## DATA FOR REVIEW
———

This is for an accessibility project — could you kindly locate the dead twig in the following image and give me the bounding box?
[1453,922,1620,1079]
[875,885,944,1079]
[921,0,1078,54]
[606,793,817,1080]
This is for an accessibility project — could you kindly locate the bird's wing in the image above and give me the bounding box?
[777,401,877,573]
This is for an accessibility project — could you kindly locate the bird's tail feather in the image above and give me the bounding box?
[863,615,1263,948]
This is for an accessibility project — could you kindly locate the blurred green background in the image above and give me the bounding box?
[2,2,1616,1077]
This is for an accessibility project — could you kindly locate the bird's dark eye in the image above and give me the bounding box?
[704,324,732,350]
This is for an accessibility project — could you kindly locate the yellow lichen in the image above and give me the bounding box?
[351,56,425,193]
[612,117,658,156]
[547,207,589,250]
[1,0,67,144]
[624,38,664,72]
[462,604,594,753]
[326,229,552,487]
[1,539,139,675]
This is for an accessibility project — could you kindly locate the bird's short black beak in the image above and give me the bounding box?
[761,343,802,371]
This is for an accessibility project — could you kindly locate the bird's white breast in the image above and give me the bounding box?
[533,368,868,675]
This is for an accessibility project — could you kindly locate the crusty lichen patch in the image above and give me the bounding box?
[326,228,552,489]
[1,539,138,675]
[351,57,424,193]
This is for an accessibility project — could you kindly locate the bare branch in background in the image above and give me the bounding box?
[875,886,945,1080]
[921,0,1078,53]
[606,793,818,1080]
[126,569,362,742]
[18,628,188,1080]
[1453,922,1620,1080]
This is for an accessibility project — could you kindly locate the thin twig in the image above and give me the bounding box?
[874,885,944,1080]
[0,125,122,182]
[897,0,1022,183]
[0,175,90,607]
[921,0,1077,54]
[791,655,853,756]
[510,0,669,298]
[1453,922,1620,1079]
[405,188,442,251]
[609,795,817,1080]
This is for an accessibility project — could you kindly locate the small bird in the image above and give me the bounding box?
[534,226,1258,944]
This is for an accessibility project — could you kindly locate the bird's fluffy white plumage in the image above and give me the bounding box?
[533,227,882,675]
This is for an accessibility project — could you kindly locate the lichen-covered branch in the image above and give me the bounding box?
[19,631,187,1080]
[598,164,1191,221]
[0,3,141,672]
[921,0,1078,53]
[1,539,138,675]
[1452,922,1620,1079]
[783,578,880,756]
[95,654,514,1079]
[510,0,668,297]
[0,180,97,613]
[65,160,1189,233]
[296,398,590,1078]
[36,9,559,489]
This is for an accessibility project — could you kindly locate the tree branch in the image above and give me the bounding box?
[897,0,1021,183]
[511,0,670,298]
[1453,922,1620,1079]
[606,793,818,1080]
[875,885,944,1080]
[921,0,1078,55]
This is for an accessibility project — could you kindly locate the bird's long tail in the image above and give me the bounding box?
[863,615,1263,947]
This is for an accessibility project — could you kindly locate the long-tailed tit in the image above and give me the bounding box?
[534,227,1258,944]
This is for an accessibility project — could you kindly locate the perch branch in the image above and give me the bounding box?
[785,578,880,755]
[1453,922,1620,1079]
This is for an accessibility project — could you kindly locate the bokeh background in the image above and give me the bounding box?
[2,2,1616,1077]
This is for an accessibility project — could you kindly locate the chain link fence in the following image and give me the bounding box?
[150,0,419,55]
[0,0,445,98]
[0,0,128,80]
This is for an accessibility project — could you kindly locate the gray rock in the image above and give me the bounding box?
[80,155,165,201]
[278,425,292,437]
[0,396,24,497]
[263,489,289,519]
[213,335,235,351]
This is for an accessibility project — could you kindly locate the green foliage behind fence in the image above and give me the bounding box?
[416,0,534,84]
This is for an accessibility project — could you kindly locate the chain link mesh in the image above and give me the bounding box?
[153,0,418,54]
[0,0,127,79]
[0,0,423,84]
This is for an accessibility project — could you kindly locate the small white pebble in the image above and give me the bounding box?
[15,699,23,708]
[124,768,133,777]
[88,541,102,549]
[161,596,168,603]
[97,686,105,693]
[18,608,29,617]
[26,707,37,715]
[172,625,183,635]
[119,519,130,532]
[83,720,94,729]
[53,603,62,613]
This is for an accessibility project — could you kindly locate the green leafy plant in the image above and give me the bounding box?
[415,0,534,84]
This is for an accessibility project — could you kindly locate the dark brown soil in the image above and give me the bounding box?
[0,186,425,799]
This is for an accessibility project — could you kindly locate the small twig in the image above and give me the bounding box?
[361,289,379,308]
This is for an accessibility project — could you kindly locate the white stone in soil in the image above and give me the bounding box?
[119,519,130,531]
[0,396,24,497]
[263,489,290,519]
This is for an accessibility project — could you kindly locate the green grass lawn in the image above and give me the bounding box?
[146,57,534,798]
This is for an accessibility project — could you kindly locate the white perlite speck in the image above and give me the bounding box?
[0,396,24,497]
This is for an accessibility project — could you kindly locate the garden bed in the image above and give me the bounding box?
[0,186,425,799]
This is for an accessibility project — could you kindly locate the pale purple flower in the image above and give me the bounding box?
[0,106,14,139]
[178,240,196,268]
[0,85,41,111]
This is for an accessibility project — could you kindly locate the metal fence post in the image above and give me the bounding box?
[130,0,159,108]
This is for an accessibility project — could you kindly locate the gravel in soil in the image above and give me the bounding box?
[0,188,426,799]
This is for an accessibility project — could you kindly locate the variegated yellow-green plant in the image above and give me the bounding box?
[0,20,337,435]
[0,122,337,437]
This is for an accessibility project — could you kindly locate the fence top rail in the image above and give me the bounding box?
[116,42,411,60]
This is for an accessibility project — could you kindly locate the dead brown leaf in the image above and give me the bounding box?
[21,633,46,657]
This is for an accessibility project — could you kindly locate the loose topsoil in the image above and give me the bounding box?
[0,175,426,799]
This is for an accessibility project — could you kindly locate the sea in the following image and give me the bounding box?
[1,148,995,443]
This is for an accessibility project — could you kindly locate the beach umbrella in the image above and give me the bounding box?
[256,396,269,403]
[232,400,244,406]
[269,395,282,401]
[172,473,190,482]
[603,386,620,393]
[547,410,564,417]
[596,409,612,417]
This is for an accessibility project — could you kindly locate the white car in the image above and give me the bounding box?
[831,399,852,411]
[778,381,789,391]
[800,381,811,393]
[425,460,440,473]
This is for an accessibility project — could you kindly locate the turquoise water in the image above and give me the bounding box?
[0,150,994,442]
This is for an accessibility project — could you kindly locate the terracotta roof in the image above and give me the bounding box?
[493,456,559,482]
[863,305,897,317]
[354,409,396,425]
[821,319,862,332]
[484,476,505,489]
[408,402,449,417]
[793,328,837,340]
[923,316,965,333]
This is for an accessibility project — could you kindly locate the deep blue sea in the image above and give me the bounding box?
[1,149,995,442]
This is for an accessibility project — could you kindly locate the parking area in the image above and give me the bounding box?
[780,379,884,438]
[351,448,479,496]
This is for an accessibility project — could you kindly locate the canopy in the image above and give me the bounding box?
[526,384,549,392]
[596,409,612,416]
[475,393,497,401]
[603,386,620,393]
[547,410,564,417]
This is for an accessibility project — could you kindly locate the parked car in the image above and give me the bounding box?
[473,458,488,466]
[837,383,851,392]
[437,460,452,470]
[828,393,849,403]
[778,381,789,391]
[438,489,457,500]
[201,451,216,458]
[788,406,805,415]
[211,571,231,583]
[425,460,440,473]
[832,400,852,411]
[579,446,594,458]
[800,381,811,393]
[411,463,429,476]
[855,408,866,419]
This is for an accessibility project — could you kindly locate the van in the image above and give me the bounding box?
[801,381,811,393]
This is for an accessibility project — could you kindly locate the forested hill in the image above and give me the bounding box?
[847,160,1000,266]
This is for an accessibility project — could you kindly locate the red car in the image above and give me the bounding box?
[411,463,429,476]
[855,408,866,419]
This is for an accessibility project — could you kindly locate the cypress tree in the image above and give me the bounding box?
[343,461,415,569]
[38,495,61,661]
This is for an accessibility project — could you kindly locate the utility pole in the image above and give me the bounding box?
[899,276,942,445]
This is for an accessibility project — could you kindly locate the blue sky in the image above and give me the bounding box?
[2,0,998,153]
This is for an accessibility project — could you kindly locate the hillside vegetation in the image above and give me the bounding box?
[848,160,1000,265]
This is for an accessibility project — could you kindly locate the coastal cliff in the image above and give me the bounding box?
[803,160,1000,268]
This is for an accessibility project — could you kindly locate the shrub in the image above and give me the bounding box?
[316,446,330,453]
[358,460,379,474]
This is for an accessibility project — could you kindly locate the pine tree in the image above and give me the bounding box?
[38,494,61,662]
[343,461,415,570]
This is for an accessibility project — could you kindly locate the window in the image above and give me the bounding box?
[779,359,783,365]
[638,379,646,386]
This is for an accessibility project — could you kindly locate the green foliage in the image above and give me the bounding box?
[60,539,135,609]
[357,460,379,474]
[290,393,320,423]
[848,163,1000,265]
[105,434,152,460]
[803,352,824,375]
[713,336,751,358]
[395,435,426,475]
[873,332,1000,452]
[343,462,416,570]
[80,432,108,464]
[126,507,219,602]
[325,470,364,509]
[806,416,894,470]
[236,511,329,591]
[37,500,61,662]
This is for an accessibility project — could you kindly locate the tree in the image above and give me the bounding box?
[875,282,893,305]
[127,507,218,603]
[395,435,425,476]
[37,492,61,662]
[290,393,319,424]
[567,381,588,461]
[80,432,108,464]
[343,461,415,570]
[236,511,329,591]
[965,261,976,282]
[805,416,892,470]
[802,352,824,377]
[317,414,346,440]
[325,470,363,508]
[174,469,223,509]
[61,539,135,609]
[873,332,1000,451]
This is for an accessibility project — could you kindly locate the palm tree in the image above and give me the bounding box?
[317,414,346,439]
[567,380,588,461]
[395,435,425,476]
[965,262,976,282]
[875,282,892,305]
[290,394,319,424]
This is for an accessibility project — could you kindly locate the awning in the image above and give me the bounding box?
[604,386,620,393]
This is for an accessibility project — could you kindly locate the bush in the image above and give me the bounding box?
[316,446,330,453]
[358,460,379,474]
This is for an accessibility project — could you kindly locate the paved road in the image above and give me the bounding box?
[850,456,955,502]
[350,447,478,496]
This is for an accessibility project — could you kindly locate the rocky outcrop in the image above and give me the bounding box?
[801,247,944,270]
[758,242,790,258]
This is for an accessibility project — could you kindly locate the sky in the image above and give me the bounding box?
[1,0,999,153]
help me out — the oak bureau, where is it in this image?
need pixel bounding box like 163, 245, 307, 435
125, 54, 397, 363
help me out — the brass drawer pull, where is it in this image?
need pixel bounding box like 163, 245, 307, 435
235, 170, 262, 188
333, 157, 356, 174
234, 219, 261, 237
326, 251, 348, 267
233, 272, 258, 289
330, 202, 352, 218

———

## ABOUT THIS EXERCISE
Tell how many lines above hold "help", nothing more.

## RESPONSE BELOW
2